# [DOCUMENT SECTION]
## START

Star Wars: Legacy Collection Joker Squadron Figures by Habsro

Ok, so sometime around three years ago I gave up collecting Star Wars figures and toys and sold off most of my collection. It was a decision that was partly motivated by me needing space (I wanted to convert my spare room into a library) and partly because I needed the money. But it was still a conscious effort to cut off Star Wars rather than the other toy lines I collected. I guess my main reasoning was that it had just gotten so out of hand. I had bookcases upon bookcases lined with loose figures, and more and more of those figures were based on characters I barely knew. Some of the EU figures I didn’t know at all and a growing number were coming from the Prequel movies that I really didn’t have a lot of enthusiasm for.

I did keep some items, like most of the figures for my Imperial army and some of the ships that I really liked, mostly from the Original Trilogy. I still have fun taking a look through some of the new Star Wars stuff that comes out, and I’m open to pick up a piece now and again, but the truth is that in the last three years or so, the only Star Wars toy that I’ve purchased was the Legacy Millenium Falcon. That is until now.

## END

# [EXTRACTED DATA]

## START

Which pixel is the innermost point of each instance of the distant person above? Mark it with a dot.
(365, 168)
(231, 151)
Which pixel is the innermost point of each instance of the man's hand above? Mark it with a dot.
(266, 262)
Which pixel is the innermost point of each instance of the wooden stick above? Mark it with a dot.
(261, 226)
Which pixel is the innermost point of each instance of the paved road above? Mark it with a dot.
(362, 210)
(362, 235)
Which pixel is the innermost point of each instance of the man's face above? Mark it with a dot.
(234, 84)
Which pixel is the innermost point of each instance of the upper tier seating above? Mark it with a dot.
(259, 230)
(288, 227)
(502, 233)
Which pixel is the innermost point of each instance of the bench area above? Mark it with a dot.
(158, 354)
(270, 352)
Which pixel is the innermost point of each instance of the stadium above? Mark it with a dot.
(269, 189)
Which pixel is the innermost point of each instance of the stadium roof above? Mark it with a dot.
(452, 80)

## END

# [GIVEN REQUEST 1]
Answer these questions using the text about collecting Star Wars figures, one answer per line with matching letters.
(a) What did the writer want to turn the spare room into?
(b) About how long ago did the writer give up collecting Star Wars figures and toys?
(c) What was the only Star Wars toy the writer bought in the last three years or so?
# [GIVEN REQUEST 2]
List every reason the text about collecting Star Wars figures gives for the writer's decision to stop collecting.
# [GIVEN REQUEST 3]
Go on with the text about collecting Star Wars figures, starting right after its last sentence.

# [FINAL ANSWER 1]
(a) A library.
(b) Around three years ago.
(c) The Legacy Millenium Falcon.

# [FINAL ANSWER 2]
- The writer needed space to convert the spare room into a library.
- The writer needed the money.
- The collection had gotten out of hand, with bookcases of loose figures increasingly based on characters the writer barely knew or didn't know at all, and more of them coming from Prequel movies the writer had little enthusiasm for.

# [FINAL ANSWER 3]
I was poking around Ross’ Toy Graveyard today, you know the horribly kept area in the back where dead toy lines go to rot. From time to time I’ve found some good stuff back there for good deals and today I was following up on a lead that they were starting to get in some of those GI JOE Assault on Cobra Island sets. I didn’t find any of those, but I did find this Joker Squad set for $14.99 and I decided, “what the hell… why not.” It does go with the Imperials that make up the remains of my collection and I did actually read the Legacy comic that these figures are taken from (it was only Issue #4 and thus early enough in the series that I hadn’t quit on it yet). And considering this thing sold for more than twice that over at Entertainment Earth, I just couldn’t resist picking it up.

The packaging is nothing special, but it does a nice job of displaying the figures, and best of all it is 100 percent collector friendly. You just open the side flap and slide out the tray. The only thing holding the figures down are those clear rubber bands, so a quick snip snip and you can get your figures out and return them to the tray with no worries. It also has a sticker denoting that it is a Limited Edition Entertainment Earth online exclusive. Now, if only Ross hadn’t cemented that friggin price label right to the window of the box. Grrrr.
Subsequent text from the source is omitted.